[WHAT YOU ARE ASKED TO DO]:
Copy all the records below with "top-left corner" swapped for "upper-left corner" and everything else unchanged. Leave the pictures out of your copy.

Segmentation labeling records:
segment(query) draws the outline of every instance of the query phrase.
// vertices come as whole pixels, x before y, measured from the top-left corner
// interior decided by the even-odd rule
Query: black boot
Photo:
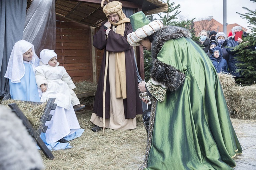
[[[97,125],[94,126],[94,127],[91,128],[91,130],[93,132],[96,132],[98,131],[100,131],[101,130],[101,128],[98,126]]]
[[[67,143],[68,142],[69,142],[69,141],[68,140],[67,140],[66,139],[64,138],[61,138],[60,140],[58,141],[58,142],[59,142],[60,143]]]

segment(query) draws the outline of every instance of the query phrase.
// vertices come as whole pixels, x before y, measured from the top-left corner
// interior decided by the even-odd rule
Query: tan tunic
[[[105,127],[115,130],[127,130],[136,129],[136,117],[125,119],[124,103],[122,98],[116,98],[115,56],[115,53],[110,52],[109,62],[109,83],[110,86],[110,119],[105,119]],[[103,127],[103,119],[93,113],[90,120],[94,124]]]

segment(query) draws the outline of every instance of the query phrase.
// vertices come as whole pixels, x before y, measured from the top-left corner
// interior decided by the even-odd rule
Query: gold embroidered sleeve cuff
[[[160,84],[155,84],[151,79],[146,84],[146,86],[148,91],[157,100],[161,102],[163,102],[166,95],[166,88]]]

[SOLVED EXERCISE]:
segment(query) draws the outline of every instance of the query phrase.
// vertices come as whole pixels, x before y, measured from the upper-left corner
// interior decided by the even-odd rule
Query: black boot
Photo:
[[[97,125],[94,126],[94,127],[91,128],[91,130],[93,132],[96,132],[98,131],[100,131],[101,130],[101,128],[98,126]]]
[[[67,143],[68,142],[69,142],[69,141],[68,140],[67,140],[66,139],[64,138],[61,138],[60,140],[58,141],[58,142],[59,142],[60,143]]]

segment(query) draws the outline of every instance of the query phrase.
// vertices come as whole pixels, x before y, measured from the upper-left corner
// interior decided by the even-odd rule
Query: tan tunic
[[[105,127],[115,130],[127,130],[136,129],[136,117],[125,119],[124,103],[122,98],[116,98],[115,56],[115,53],[110,52],[109,62],[109,83],[110,86],[110,119],[105,119]],[[103,127],[103,119],[93,113],[90,120],[94,124]]]

segment(query) draws the outline of every instance of the query phrase.
// vertices come as whole pixels, x before y, measured from the upper-left corner
// interior decided by the even-odd rule
Query: gold embroidered sleeve cuff
[[[160,84],[155,84],[151,79],[146,84],[146,86],[148,91],[157,100],[161,102],[163,102],[166,95],[166,88]]]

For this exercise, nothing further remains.